PASSAGE TO READ:
▶

AMD Vega 10, Vega 11, Vega 12 and Vega 20 Rumors and Discussion

Discussion in 'Architecture and Products' started by ToTTenTranz, Sep 20, 2016.

  1. CSI PC

    Veteran Newcomer

    Joined:
    Sep 2, 2015
    Messages:
    2,050
    Likes Received:
    844
    Clocks though are currently what give the difference between Fiji and Vega when it comes to compute with the professional models - putting aside the context regarding mixed-precision and FP64 difference.
    Without the 50% peak clock increase they would have very similar theoretical FP32 TFLOPs spec from AMD, I appreciate though it is more complex than this in real world HPC (such as memory) but clocks are pretty fundamental in this case still.
     
  2. Kaotik

    Kaotik Drunk Member
    Legend

    Joined:
    Apr 16, 2003
    Messages:
    8,257
    Likes Received:
    1,947
    Location:
    Finland
    Are they though? Do we actually know anything else about Vega 20 than 4096bit HBM2 memory and 7nm manufacturing process?

◀

EXCERPTED RECORDS:
▶

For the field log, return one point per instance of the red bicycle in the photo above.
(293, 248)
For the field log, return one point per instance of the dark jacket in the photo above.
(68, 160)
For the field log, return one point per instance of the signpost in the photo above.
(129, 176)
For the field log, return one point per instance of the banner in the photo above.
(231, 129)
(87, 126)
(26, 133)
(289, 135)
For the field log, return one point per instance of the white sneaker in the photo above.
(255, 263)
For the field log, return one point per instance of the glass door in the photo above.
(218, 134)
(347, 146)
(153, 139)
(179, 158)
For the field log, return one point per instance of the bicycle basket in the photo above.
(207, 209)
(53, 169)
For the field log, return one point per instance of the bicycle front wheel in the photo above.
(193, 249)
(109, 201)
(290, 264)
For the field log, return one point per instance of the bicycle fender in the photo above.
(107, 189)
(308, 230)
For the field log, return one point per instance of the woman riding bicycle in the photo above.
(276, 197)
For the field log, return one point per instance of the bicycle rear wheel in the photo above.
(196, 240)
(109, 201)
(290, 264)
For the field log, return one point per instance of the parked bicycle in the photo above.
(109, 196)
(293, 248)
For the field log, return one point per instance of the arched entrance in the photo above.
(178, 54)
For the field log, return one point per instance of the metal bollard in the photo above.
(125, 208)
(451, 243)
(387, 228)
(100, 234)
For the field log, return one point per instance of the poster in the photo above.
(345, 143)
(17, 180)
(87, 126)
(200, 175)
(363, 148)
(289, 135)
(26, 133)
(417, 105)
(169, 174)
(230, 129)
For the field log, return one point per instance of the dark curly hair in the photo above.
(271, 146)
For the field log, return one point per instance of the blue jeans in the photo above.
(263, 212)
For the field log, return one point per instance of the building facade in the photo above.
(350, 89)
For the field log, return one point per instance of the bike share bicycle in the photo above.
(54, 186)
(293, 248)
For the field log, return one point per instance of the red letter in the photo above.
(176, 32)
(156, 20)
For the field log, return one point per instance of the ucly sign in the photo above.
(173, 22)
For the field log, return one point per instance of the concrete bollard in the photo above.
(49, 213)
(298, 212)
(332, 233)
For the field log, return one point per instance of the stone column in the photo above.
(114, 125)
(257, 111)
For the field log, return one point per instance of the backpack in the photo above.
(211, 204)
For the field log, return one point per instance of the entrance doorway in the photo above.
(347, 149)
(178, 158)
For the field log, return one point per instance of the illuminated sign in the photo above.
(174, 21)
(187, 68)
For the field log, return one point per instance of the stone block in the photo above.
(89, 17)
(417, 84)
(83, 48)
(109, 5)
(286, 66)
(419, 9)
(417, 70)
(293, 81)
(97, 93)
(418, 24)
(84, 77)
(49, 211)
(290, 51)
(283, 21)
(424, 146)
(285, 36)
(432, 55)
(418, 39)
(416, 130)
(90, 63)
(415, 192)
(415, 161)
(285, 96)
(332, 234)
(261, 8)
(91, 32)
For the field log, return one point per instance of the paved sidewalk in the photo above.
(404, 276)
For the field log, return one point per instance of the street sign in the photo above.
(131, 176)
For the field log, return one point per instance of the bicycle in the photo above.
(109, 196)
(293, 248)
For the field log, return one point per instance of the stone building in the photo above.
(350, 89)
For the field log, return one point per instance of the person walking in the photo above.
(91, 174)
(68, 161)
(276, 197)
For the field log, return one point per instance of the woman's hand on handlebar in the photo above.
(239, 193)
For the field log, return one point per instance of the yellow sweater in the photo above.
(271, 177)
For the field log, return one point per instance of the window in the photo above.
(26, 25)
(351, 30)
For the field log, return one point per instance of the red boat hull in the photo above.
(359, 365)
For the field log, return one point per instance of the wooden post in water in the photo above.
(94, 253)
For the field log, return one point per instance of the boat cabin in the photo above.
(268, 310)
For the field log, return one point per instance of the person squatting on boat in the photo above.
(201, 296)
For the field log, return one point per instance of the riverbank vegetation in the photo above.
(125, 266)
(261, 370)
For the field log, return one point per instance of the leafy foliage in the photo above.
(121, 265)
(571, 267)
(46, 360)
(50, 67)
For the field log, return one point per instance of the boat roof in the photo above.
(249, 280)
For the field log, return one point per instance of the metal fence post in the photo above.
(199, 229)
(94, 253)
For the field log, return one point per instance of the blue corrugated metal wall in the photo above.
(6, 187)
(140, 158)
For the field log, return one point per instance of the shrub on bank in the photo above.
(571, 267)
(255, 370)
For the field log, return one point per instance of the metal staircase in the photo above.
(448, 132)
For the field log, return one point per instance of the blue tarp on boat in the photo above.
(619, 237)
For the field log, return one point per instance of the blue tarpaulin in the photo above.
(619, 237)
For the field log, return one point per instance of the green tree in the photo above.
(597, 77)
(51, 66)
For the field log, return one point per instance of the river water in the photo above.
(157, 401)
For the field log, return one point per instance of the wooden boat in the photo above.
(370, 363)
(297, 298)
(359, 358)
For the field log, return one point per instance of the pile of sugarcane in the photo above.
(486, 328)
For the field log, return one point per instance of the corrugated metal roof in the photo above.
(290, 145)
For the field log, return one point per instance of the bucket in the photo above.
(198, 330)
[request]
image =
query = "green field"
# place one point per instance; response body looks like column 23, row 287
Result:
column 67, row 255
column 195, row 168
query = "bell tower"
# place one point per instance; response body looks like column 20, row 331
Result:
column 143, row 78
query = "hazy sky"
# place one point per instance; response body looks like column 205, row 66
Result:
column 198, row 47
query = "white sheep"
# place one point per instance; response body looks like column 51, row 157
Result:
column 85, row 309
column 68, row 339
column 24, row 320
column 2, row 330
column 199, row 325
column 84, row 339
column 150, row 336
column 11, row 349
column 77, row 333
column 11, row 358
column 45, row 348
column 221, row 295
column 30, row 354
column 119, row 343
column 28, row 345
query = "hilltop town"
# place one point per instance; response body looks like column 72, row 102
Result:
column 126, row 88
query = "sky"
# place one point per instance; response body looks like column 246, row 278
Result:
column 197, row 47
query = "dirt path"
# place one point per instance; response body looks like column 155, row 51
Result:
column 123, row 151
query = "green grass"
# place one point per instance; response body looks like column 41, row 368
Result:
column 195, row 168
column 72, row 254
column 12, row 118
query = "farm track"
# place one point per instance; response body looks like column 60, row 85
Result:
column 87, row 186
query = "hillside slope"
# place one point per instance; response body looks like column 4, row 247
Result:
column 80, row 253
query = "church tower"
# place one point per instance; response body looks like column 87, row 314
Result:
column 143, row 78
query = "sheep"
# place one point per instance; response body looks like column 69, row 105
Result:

◀

SET TASKS:
(a) Translate this sentence from the Vega forum thread into Spanish: "Do we actually know anything else about Vega 20 than 4096bit HBM2 memory and 7nm manufacturing process?"
(b) Copy everything in the Vega forum thread from "Discussion in 'Architecture" down to "and FP64 difference.".
The records are separate material and have nothing to do with the Vega forum thread.

RESULTS BY TASK:
(a) ¿Sabemos realmente algo más sobre Vega 20 aparte de la memoria HBM2 de 4096 bits y el proceso de fabricación de 7 nm?

(b)
Discussion in 'Architecture and Products' started by ToTTenTranz, Sep 20, 2016.

  1. CSI PC

    Veteran Newcomer

    Joined:
    Sep 2, 2015
    Messages:
    2,050
    Likes Received:
    844
    Clocks though are currently what give the difference between Fiji and Vega when it comes to compute with the professional models - putting aside the context regarding mixed-precision and FP64 difference.